Trecho do documento =>
- - - - -
La Jetée é, talvez, uma das mais influentes obras da ficção científica no cinema, gênero que renovou. É apresentado como "un photo roman de Chris Marker". Tem mesmo algo das antigas fotonovelas, mas de conteúdo futurista. Apresentando a sua história através de fotos fixas e uma narrativa em off contínua, fala de um mundo destruído pela guerra, da população vivendo em subterrâneos, pois a superfície da Terra foi contaminada pela radiação. Fala na remota possibilidade de salvação através de uma viagem no tempo e na imagem marcante que ficou na memória desse sobrevivente - um rosto de mulher. O "passaporte" para a viagem no tempo seria essa imagem querida, o que dá ao filme outra tonalidade, poética desta vez. E, como se trata de uma reflexão política e histórica, nos coloca nessa outra dimensão do cinema de Marker, a do filme-ensaio, que ele tornará mais explícita em outras obras.
- - - - -
Dados fornecidos =>
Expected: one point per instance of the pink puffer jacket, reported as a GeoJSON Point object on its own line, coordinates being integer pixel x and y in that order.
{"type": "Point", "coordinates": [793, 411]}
- - - - -
Objetivo => Copie integralmente, sem nenhuma alteração, o trecho acima sobre o filme La Jetée.

Resposta correta =>
La Jetée é, talvez, uma das mais influentes obras da ficção científica no cinema, gênero que renovou. É apresentado como "un photo roman de Chris Marker". Tem mesmo algo das antigas fotonovelas, mas de conteúdo futurista. Apresentando a sua história através de fotos fixas e uma narrativa em off contínua, fala de um mundo destruído pela guerra, da população vivendo em subterrâneos, pois a superfície da Terra foi contaminada pela radiação. Fala na remota possibilidade de salvação através de uma viagem no tempo e na imagem marcante que ficou na memória desse sobrevivente - um rosto de mulher. O "passaporte" para a viagem no tempo seria essa imagem querida, o que dá ao filme outra tonalidade, poética desta vez. E, como se trata de uma reflexão política e histórica, nos coloca nessa outra dimensão do cinema de Marker, a do filme-ensaio, que ele tornará mais explícita em outras obras.